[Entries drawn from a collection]

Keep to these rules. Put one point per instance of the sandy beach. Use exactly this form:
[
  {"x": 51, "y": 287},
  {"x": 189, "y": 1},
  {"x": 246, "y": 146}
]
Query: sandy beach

### WHAT NEEDS TO BE DONE
Retype all of the items above line by line, changing nothing.

### TASK OUTPUT
Keep to these rules. Put one point per instance of the sandy beach. Use exactly this form:
[
  {"x": 51, "y": 287},
  {"x": 189, "y": 1},
  {"x": 246, "y": 146}
]
Query: sandy beach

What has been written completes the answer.